Keith Breckenridge: Biometrischer Kapitalismus: Infrastrukturen der Identifizierung und Kreditrisiko auf dem afrikanischen Kontinent im 21. Jahrhundert

Eine neue und einzigartige Art von Kapitalismus zeigt sich aktuell auf dem afrikanischen Kontinent. Staaten werden unter dem Druck von rapidem demographischen Wachstum, unlösbarer Grenzkonflikte, nationaler und internationaler Sicherheitsanforderungen und den Angeboten multi-lateraler Geldgeber sowie internationaler Datenverarbeitungskonzerne neu ausgerichtet. Viele dieser Faktoren führen zu erweiterten Formen von staatlicher Überwachung, wie sie weltweit üblich sind. Doch die ökonomischen und institutionellen Formen auf dem afrikanischen Kontinent nehmen dabei eine außergewöhnliche Rolle ein. Automatisierte biometrische Identifikationssysteme liefern den ehemals kolonialisierten Staaten eine scheinbar simple und kosteneffiziente Alternative zu den aufwendigen und teuren Projekten der Registrierung von Bürgern. In vielen afrikanischen Ländern erklären sich kommerzielle Bankunternehmen bereit, die Kosten zentralisierter biometrischer Einwohnerregister zu tragen, wobei sie die Entwicklung einer nationalen Identifikationsdatenbank und eines kommerziellen Kreditrisiko-Scoring-Apparates einkalkulieren. Diese Kombination zielt darauf ab, alle Bürger in probate Subjekte automatisierter Schuldenbewertung zu verwandeln.

■ Einträge des Annotationsdatensatzes ■
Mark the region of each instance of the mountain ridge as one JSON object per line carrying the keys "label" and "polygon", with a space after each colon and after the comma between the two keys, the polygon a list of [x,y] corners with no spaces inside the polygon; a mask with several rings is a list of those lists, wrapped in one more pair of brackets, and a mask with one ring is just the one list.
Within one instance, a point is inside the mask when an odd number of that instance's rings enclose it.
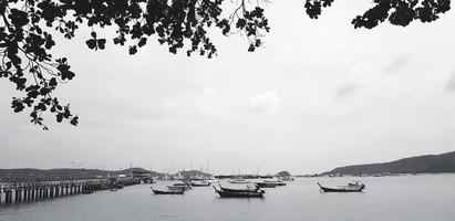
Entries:
{"label": "mountain ridge", "polygon": [[337,167],[325,175],[362,175],[362,173],[443,173],[455,172],[455,151],[440,155],[422,155],[402,158],[389,162],[351,165]]}

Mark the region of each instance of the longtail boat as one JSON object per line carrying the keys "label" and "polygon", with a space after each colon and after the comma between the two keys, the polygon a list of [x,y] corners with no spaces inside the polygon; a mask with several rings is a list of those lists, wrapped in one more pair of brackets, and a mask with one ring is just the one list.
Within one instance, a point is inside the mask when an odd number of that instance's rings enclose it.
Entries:
{"label": "longtail boat", "polygon": [[363,189],[365,189],[365,185],[349,185],[349,186],[341,186],[338,188],[329,188],[329,187],[323,187],[318,182],[318,186],[321,188],[322,191],[324,192],[362,192]]}
{"label": "longtail boat", "polygon": [[153,193],[155,194],[183,194],[185,190],[155,190],[151,187]]}
{"label": "longtail boat", "polygon": [[263,197],[263,191],[258,189],[256,191],[251,190],[246,190],[246,191],[226,191],[223,189],[217,189],[215,188],[215,192],[219,194],[221,198],[262,198]]}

■ ZIEL A ■
Wer trägt laut dem Text über biometrischen Kapitalismus in Afrika in vielen afrikanischen Ländern die Kosten zentralisierter biometrischer Einwohnerregister?
■ ZIEL B ■
Führe den Text über biometrischen Kapitalismus in Afrika im Anschluss an seinen letzten Satz weiter.

■ SCHRIFTLICHE ANTWORT A ■
Kommerzielle Bankunternehmen.

■ SCHRIFTLICHE ANTWORT B ■
20 h
Technosphärenwahrheit?
Gespräch mit Lawrence Abu Hamdan, Keith Breckenridge und Susan Schuppli, mit einem einleitenden Statement von Susan Schuppli

Hat die Produktion rechtlicher Wahrheit innerhalb und durch technische Umwelten und Konstellationen eine neue systemische Qualität erreicht? Wird in der Ausgestaltung von Beweiskörpern eine „technosphärische“ Wirkmacht sichtbar? Die Teilnehmer*innen der Diskussion unternehmen den Versuch einer Bestimmung der Fundamente staatlicher oder anderer regulativer Systeme, die „wahrhaftiges Wissen“ produzieren.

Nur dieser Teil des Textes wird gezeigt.